Reginald I (also called "the One-eyed", Reinald I, Renaud I;  – 10 March 1149) was Count of Bar (1105–1149). Barrois, during the Middle Ages, was the territory of the counts and dukes of Bar, in the eastern part of present-day France, bordering Lorraine.

He was the son of Theodoric I, Count of Montbéliard and Ermentrude of Bourgogne, the daughter of William I, Count of Burgundy.

Reginald's first wife is unknown.  He later married Gisele de Vaudémont, widow of Rainard III, Count of Toul, and daughter of Gérard I, Count of Vaudémont, and his wife Heilwig von Egisheim.  Reginald and Gisele had eight children:
 Hugh de Bar (d. 29 September 1141)

● ● ● ●

* Directives:
a) According to the passage on Reginald I, Count of Bar, who was Gisele de Vaudémont's husband before she married Reginald?
b) From the passage on Reginald I, Count of Bar, quote the part that opens with the words containing "He was the son" and closes with "29 September 1141)".
c) Extend the passage on Reginald I, Count of Bar, picking up right after its last line.
None of the lines are needed here.

[Excerpts from a detection dataset]
● ● ● ●

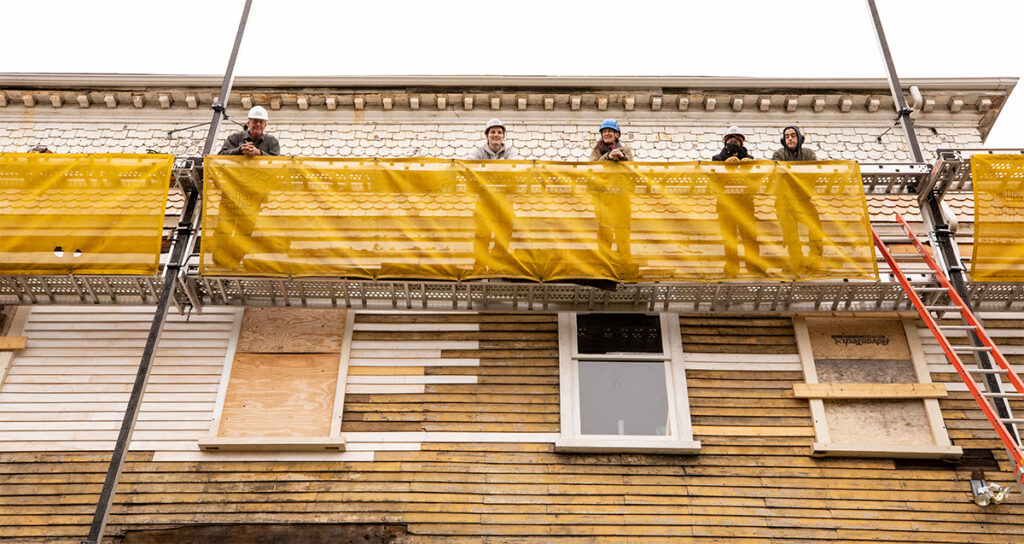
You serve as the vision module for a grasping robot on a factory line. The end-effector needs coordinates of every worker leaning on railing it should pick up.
[711,125,754,163]
[469,119,519,161]
[771,125,818,162]
[219,106,281,157]
[590,119,633,161]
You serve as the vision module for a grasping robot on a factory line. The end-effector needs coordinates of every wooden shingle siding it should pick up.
[0,313,1024,544]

● ● ● ●

* Task results:
a) Rainard III, Count of Toul.

b)
He was the son of Theodoric I, Count of Montbéliard and Ermentrude of Bourgogne, the daughter of William I, Count of Burgundy.

Reginald's first wife is unknown.  He later married Gisele de Vaudémont, widow of Rainard III, Count of Toul, and daughter of Gérard I, Count of Vaudémont, and his wife Heilwig von Egisheim.  Reginald and Gisele had eight children:
 Hugh de Bar (d. 29 September 1141)

c)
 Reginald II, Count of Bar
 Drogo de Bar
 Dietrich III de Bar (d. 8 August 1171), Bishop of Metz
 Agnes de Bar (d. after 1185), married Albert. Count of Chiny
 Clemence de Bar (1123–1183), married first Alberic II, Count of Dammartin, second Renaud, Count of Clermont, and third Thibaut III de Crépy
 Mathilde de Bar, married Konrad I, Count of Wildgraf von Kyrburg
 Stephaine de Bar (d. 1178), married Hugh III, Seigneur of Broyes and Châteauvillain
Reginald was one of the leaders of the Second Crusade in 1145. He was drowned somewhere in the Mediterranean Sea on his return voyage to Europe on or before 10 March 1149.

Reginald I of Bar succeeded Theodoric II of Bar (r. 1092–1105) who was succeeded in turn by Reginald II of Bar (r. 1150–1170) in 1150.

Sources
 Ancestral Roots of Certain American Colonists Who Came to America Before 1700 by Frederick Lewis Weis, Line 144–24.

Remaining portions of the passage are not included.